─── Texto mostrado

Si, por el contrario, uno sufre de un “complejo” (los
lectores perdonarán la expresión bárbara) de timidez; si
uno no está absolutamente seguro de sus opiniones ni
tiene el valor de afirmarlas; si no le duele ni le
molesta que otros glorifiquen y propaguen el vicio o el
error; si es amigo sobre todo de su consideración
social, y le gusta hacerse pasar por simpático, moderno,
comprensivo, ilustrado; si, por último, ama la
tranquilidad, y está dispuesto a callar para no soportar
peleas y discusiones, entonces será partidario de “dejar
pasar la ola”, de flotar sobre ella, y de practicar una
política de “prudente” y extensiva “adaptación”.
En resumen, hay católicos que caminan hacia el
adversario con la espada flamígera de San Miguel
Arcángel; otros por el contrario piensan que les va
mejor aconsejando el paraguas de Chamberlain....
Ampliar horizontes
No se trata de un problema nuevo. Tampoco se plantea
sólo en el terreno religioso. Pues esta diferencia de
carácter y rasgos repercute en todos los campos de la
actividad humana. Frente al protestantismo, Felipe II
personificó la actitud de quien se enfrenta al peligro,
y de hecho si el protestantismo no conquistó Europa se
debió —humanamente hablando al menos— al gran Rey. Luís XVI, por su parte, trató de acomodarse a la Revolución.
Nicolás II también. Fueron precursores de Chamberlain...
que a su vez tuvo y tendrá seguidores.
Durante el pontificado de Pío X
En definitiva, como puede verse, la cuestión es muy
antigua. De hecho, es incluso más antiguo que Felipe II.
Se remonta a los albores de la humanidad. De vez en
cuando, en lo que los franceses llaman acertadamente
“les tournants de l'Histoire” [N.R.: en
traducción libre, “cambio importante de la historia”],
sale a relucir.
En la época de Pío X, la actual ofensiva contra la
Iglesia aún no había alcanzado su actual clímax, pero ya
estaba muy avanzada. No todos los problemas religiosos
de aquella época eran tan agudos como los de hoy. Pero,
al menos en sus líneas generales, la situación podría
verse como la vemos hoy. Ya existía un fuerte movimiento
comunista, el socialismo se extendía por todo Occidente,
la corrupción de la moral ya había penetrado
profundamente incluso en los hogares “cristianos”, el
espíritu de revuelta ya se extendía por todas partes. El
materialismo, el panteísmo y el evolucionismo estaban ya
a la orden del día.

──────
─── Listado de datos

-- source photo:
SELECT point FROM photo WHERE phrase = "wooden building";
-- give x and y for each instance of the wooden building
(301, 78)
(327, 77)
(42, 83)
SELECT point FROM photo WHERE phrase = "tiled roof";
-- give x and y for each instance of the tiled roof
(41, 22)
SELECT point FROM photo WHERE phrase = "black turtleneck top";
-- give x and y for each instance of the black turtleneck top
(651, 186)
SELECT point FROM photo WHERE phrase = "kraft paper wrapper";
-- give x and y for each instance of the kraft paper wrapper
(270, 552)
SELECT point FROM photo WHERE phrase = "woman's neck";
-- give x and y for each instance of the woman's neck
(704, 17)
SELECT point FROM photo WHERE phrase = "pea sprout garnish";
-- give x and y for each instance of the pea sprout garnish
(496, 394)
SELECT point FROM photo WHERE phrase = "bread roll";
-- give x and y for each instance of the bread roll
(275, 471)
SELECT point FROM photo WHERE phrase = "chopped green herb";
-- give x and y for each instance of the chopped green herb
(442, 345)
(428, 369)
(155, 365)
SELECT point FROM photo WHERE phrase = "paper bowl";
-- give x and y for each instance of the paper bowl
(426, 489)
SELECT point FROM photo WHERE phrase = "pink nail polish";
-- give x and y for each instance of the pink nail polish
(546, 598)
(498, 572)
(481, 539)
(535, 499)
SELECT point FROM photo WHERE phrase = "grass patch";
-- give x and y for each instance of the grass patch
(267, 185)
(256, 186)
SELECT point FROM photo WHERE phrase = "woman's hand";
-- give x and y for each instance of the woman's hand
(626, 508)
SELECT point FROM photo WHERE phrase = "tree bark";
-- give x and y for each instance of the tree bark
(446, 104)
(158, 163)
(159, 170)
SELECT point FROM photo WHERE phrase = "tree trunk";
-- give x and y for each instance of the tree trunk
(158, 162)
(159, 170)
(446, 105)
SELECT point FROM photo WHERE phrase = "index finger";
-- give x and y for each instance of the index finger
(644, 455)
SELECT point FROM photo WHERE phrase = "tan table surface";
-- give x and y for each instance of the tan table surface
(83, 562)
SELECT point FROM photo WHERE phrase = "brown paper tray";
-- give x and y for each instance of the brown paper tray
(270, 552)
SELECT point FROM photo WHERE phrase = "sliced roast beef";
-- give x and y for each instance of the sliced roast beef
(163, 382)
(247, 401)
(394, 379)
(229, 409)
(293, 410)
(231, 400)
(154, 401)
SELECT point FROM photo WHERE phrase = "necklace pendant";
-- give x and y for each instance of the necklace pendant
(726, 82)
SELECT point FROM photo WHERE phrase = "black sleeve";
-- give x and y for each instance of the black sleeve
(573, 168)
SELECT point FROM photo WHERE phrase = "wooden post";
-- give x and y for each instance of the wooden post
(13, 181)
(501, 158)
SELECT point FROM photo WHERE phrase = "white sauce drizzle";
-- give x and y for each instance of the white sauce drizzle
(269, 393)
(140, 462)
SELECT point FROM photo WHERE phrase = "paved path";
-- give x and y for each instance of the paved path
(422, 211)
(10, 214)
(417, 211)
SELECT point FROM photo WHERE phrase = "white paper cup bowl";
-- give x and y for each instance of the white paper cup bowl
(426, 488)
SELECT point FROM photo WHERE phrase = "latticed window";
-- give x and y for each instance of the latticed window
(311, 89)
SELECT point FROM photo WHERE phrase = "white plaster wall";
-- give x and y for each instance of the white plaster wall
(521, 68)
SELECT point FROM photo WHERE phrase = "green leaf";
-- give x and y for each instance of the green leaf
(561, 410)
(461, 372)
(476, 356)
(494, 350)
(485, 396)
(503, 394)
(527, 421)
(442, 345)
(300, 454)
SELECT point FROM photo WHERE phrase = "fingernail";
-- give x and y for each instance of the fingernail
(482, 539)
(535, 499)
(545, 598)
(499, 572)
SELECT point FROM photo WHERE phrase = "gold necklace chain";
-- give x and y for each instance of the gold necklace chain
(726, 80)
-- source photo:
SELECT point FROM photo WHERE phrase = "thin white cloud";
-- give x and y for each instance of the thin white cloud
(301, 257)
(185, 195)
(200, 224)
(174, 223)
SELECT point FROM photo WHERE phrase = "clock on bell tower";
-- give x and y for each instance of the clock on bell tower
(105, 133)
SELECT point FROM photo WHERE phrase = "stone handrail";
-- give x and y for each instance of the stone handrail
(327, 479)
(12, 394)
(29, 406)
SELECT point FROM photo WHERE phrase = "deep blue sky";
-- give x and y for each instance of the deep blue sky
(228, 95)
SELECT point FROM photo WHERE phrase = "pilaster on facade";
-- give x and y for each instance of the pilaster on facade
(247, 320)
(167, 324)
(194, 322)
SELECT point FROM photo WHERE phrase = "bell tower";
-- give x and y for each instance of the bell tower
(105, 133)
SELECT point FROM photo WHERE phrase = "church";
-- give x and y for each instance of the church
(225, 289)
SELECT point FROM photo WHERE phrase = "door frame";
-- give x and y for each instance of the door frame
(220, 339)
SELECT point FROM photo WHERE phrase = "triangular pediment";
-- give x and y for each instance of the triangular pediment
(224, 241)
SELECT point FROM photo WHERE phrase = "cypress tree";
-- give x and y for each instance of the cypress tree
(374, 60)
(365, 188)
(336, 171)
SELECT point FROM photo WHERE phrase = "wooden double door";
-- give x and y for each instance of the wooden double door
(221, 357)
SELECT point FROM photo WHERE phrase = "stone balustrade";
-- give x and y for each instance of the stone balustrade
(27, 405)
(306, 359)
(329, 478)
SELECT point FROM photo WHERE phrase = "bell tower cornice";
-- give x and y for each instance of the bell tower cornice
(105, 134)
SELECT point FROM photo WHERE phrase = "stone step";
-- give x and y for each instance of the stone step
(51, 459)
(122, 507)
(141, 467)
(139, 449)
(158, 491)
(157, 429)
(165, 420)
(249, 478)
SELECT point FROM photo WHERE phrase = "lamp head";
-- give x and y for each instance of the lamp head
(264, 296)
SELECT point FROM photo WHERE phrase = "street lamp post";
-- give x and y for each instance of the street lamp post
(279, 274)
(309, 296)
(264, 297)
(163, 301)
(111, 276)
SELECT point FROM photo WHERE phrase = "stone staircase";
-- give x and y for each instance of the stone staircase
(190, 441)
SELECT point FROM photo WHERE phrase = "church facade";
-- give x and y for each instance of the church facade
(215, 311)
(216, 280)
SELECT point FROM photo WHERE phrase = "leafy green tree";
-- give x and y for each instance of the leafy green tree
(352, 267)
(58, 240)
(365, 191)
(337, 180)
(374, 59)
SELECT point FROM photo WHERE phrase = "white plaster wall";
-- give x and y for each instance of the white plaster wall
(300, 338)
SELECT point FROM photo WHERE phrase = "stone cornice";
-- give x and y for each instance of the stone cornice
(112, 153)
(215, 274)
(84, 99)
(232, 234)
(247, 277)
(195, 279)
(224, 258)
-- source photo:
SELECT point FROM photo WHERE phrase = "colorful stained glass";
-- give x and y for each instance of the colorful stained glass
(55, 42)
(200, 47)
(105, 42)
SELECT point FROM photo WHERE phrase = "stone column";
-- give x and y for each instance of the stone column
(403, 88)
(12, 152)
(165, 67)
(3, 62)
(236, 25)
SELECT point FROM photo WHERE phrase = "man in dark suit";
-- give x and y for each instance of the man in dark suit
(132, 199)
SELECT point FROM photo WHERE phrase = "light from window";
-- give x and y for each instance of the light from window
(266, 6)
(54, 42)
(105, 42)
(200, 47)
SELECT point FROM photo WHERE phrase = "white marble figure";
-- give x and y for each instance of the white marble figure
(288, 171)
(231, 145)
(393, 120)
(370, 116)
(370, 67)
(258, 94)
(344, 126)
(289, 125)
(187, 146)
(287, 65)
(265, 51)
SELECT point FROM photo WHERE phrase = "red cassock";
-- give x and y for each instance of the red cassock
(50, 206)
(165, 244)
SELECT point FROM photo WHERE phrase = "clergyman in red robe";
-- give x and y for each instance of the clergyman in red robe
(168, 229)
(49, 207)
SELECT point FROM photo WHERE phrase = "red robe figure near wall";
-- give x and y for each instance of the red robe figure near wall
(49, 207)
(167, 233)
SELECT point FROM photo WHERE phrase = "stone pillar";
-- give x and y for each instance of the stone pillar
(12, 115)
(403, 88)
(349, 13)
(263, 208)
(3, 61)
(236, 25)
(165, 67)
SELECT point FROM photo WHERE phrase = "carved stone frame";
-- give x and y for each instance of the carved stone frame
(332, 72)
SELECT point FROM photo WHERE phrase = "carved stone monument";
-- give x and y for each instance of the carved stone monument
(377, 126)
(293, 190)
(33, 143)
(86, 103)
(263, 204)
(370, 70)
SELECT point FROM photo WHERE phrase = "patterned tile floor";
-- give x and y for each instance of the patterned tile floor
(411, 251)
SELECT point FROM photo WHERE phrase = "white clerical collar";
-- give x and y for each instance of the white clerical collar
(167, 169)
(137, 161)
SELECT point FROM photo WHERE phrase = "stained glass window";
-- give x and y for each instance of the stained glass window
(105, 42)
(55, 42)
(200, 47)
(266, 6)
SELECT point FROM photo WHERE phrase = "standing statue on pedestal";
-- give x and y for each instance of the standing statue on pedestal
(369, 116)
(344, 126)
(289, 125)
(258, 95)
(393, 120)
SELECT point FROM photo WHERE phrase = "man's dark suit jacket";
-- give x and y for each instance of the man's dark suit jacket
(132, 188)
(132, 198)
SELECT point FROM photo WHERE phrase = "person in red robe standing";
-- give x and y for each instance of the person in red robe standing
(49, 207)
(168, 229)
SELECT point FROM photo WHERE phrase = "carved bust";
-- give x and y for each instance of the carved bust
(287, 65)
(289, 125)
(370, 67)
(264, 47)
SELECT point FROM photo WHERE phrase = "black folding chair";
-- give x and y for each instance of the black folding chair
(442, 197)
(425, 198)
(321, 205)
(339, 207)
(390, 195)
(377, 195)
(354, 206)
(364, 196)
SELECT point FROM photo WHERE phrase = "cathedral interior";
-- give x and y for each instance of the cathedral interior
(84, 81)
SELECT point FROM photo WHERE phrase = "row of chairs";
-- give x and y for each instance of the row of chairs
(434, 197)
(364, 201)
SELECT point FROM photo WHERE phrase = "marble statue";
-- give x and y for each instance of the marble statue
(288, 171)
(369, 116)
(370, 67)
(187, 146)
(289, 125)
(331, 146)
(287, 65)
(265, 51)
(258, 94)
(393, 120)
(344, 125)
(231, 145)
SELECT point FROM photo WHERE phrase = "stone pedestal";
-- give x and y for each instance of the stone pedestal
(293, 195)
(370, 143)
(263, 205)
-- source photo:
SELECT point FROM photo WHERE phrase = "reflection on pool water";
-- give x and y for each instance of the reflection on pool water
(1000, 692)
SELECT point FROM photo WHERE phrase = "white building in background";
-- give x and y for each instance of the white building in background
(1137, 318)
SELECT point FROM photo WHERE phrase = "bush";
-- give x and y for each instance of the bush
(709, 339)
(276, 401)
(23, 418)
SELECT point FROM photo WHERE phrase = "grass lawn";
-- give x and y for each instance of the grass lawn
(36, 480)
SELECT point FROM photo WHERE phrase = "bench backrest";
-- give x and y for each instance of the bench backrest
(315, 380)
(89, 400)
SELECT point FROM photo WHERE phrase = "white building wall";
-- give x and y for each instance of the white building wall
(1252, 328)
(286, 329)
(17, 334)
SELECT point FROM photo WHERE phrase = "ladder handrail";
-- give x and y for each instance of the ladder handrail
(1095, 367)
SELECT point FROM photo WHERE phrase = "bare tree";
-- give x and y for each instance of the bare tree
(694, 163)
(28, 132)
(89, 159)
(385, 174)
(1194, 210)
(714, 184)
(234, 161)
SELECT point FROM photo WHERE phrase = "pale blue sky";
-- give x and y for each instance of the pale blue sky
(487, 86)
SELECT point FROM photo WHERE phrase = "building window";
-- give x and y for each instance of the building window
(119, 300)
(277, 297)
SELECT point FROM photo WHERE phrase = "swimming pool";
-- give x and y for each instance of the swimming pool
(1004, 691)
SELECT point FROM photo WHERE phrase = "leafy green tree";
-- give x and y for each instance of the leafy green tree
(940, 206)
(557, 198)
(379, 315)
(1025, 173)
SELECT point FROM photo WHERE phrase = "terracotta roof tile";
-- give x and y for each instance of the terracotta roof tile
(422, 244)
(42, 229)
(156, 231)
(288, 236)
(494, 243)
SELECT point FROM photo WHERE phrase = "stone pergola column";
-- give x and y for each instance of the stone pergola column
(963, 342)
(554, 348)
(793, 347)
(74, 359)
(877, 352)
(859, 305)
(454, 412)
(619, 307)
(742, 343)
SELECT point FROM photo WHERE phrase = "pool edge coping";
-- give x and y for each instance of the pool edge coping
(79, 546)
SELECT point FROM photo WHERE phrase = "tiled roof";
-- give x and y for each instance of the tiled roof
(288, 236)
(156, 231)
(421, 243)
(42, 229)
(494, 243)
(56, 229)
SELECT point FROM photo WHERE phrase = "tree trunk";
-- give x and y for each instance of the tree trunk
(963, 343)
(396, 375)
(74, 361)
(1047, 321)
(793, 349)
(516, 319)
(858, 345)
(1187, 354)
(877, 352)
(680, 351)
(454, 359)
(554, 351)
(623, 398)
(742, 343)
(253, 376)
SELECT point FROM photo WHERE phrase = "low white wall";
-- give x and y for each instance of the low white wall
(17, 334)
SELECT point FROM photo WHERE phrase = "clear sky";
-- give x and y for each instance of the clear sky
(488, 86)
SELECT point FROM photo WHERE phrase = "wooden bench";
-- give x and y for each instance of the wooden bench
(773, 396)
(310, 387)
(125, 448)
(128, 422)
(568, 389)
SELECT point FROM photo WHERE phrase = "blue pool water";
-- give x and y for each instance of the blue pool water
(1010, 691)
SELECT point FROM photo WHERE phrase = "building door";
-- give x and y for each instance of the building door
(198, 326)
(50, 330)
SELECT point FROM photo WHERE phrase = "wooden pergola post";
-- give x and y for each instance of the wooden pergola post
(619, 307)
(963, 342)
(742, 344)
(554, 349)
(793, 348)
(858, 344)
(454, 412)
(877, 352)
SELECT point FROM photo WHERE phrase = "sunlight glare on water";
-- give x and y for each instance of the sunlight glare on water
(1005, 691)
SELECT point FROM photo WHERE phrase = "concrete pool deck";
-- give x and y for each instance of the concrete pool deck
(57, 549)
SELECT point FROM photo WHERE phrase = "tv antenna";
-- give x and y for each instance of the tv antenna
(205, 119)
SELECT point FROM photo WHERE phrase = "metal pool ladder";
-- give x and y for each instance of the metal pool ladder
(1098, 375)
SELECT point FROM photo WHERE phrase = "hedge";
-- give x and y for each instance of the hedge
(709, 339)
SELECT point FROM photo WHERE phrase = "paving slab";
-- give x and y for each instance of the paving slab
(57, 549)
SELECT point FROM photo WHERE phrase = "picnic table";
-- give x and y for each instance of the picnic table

──────

(Problemas por resolver)
1/ Transcribe del texto sobre la actitud de los católicos ante el adversario el fragmento que va desde "En resumen, hay" hasta "y tendrá seguidores.", ambos incluidos.
2/ Prosigue el texto sobre la actitud de los católicos ante el adversario a partir de su última oración.

(Conjunto de respuestas)
1/
En resumen, hay católicos que caminan hacia el
adversario con la espada flamígera de San Miguel
Arcángel; otros por el contrario piensan que les va
mejor aconsejando el paraguas de Chamberlain....
Ampliar horizontes
No se trata de un problema nuevo. Tampoco se plantea
sólo en el terreno religioso. Pues esta diferencia de
carácter y rasgos repercute en todos los campos de la
actividad humana. Frente al protestantismo, Felipe II
personificó la actitud de quien se enfrenta al peligro,
y de hecho si el protestantismo no conquistó Europa se
debió —humanamente hablando al menos— al gran Rey. Luís XVI, por su parte, trató de acomodarse a la Revolución.
Nicolás II también. Fueron precursores de Chamberlain...
que a su vez tuvo y tendrá seguidores.

2/
Por esta misma razón, los
dos temperamentos también se habían definido ya
plenamente entre los católicos. Algunos estaban a favor
de la lucha. Otros estaban a favor del acomodamiento.
Pretendían “modernizar” el Catolicismo.
Los “modernistas"
Eran los llamados
católicos “modernistas”. Constituían
un “movimiento” que tenía una doctrina, una estrategia,
unos objetivos bien definidos, una red de instituciones
a su servicio y toda una galería de grandes hombres para
dirigirlos. Como cualquier “movimiento” que se precie,
los modernistas tenían incluso sus “tabúes”.
La doctrina
La doctrina modernista
consistía en última instancia en
una larga serie de estratagemas y artificios destinados
a conformar el Catolicismo a las ideas religiosas de la
época.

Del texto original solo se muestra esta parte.